(Page extract)

Later this morning the Moon will enter its 20th mansion, The Water, whose letter is س and whose Divine Name is The Life-Giver, الْمُحْيِى.
Recently it occurred to me that I have ordered a Bosnian takvim, which matches up the Hijri and Gregorian calendars. The names for the months are "Slavicized" from the Arabic (as filtered through Turkish). During the next monthly cycle I will start using those names.
I have also been reviewing Ibn Arabi's prayers for the days and nights of the week. I may begin to include the associations of the days with the prophets, as he has done.
One of my interests in associating the days with the lunar mansions (in Ibn Arabi's version) is that a standard alternative comes from the Picatrix, which is a Latin translation of an Arabic document from Spain. Christopher Warnock, an American practitioner of astrological magic, has produced an English translation of the Picatrix. In his magical practices, he seems to try to apply the material in the Picatrix as literally as possible. I have read his book on the lunar mansions and have begun his course on them, but as I became more acquainted with the Picatrix, I felt that there were "energies" connected with it that were unappealing to me, so I set about learning more about Ibn Arabi's interpretation of the mansions, which seems more compatible with Sufism.

(End Page extract)

Problems to solve:
**A.** Transcribe the stretch of the lunar mansions post from "Recently it occurred" through "he has done.".
**B.** Do these statements agree with the lunar mansions post? Answer yes or no for each and quote the deciding words. (i) The writer has ordered a Bosnian takvim. (ii) Christopher Warnock translated the Picatrix into Latin. (iii) The Moon's 20th mansion is called The Water.
**C.** According to the lunar mansions post, what is the Picatrix?

(Data)

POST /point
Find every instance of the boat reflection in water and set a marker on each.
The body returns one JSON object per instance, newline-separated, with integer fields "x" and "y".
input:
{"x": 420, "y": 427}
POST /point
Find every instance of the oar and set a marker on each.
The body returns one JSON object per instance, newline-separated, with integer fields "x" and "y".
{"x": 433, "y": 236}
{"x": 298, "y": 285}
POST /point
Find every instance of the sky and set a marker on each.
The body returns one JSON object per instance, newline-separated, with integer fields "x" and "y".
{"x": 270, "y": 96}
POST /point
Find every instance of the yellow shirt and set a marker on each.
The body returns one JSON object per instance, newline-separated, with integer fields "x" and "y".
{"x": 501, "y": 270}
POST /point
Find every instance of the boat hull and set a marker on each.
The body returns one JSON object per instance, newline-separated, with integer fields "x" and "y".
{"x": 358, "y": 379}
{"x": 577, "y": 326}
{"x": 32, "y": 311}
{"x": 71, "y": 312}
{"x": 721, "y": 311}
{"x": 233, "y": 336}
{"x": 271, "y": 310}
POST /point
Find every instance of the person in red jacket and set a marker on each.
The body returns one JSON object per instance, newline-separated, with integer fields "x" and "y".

(End Data)

Expected responses:
**A.**
Recently it occurred to me that I have ordered a Bosnian takvim, which matches up the Hijri and Gregorian calendars. The names for the months are "Slavicized" from the Arabic (as filtered through Turkish). During the next monthly cycle I will start using those names.
I have also been reviewing Ibn Arabi's prayers for the days and nights of the week. I may begin to include the associations of the days with the prophets, as he has done.

**B.**
(i) Yes: "I have ordered a Bosnian takvim"
(ii) No: "has produced an English translation of the Picatrix"
(iii) Yes: "the Moon will enter its 20th mansion, The Water"

**C.** It is a Latin translation of an Arabic document from Spain.